[AUFGABE]: Führe jede Frage auf, die der letzte Satz der unten stehenden Predigt zum Mauerfall stellt, und zwar jede einzeln.

[TEXTAUSZUG]:
= = =
09.11.2019
Predigt von Landesbischof Friedrich Kramer und Landesbischof Dr. Christoph Meyns zum 30-jährigen Gedenken des Mauerfalls am 9. November 2019 in Marienborn

Gnade sei mit euch und Friede von Gott, unserem Vater, und dem Herrn Jesus Christus. Amen.

Liebe Festgemeinde!

I. LB Kramer
Was für ein Tag an den wir uns heute erinnern! Ein großer Tag in der deutschen, ja in der Weltgeschichte. Eine Mauer ist gefallen und es ist ein Tag des Heils gewesen mit der großen Chance, dass Deutschland und seine Wunden heilen können. An einem solchen Tag erzählen wir uns Geschichten. Wo warst Du damals, wie hast Du das erlebt und was bedeutet es für heute, wenn wir unsere Erfahrungen im Lichte der Bibel ansehen?
= = =
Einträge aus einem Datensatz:
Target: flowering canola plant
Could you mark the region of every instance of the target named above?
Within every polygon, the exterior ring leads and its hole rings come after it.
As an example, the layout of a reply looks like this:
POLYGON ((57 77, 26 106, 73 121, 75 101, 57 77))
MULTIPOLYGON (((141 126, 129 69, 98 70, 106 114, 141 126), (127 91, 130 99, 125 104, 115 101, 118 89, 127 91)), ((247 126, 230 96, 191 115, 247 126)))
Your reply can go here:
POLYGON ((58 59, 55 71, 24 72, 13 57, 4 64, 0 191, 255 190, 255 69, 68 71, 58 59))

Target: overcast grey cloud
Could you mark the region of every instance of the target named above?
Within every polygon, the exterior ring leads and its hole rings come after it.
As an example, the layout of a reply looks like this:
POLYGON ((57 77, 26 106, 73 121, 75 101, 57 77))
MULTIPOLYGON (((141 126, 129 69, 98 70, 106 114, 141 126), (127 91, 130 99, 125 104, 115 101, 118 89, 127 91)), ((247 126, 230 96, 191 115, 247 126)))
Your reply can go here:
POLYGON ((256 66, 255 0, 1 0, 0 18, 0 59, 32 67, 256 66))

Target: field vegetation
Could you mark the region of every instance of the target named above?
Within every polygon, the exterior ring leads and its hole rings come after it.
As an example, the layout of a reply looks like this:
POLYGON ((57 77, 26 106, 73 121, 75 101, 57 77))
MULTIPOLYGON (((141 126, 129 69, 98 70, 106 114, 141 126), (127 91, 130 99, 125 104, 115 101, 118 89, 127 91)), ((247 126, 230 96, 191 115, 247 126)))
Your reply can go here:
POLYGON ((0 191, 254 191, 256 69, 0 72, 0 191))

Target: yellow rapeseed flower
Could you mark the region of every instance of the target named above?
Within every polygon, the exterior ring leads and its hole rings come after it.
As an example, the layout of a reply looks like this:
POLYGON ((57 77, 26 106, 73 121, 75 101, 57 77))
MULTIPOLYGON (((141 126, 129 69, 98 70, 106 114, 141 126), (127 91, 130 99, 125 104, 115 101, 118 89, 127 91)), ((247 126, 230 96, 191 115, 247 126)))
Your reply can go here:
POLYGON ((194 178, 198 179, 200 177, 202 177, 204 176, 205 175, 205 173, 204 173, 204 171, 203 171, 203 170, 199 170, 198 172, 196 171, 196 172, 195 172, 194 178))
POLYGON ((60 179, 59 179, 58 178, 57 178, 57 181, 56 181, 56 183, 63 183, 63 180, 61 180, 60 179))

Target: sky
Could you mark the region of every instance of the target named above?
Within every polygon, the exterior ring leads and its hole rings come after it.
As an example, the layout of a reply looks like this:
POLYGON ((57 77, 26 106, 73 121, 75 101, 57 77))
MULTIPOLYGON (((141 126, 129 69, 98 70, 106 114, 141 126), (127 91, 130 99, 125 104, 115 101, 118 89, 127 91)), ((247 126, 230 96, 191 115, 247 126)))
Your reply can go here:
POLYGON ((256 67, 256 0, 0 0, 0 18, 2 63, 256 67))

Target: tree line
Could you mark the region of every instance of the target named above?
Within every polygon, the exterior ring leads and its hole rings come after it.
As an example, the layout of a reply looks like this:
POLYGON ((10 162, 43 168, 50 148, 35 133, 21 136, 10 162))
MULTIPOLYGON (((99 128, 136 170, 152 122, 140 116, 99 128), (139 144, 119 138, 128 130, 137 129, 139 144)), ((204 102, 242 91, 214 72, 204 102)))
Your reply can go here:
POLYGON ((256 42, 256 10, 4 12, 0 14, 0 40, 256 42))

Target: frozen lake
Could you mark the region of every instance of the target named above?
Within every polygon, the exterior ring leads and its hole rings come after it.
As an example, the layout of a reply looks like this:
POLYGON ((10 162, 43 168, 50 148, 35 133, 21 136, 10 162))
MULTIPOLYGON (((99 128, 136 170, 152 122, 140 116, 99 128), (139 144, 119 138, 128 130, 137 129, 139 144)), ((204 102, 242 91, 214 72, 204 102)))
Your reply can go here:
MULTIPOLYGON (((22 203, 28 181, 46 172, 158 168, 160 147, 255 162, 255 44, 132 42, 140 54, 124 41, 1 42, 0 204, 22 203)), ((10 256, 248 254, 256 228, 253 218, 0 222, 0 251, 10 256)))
= = =
[ERWARTETE ANTWORT]:
- Wo warst Du damals
- wie hast Du das erlebt
- was bedeutet es für heute, wenn wir unsere Erfahrungen im Lichte der Bibel ansehen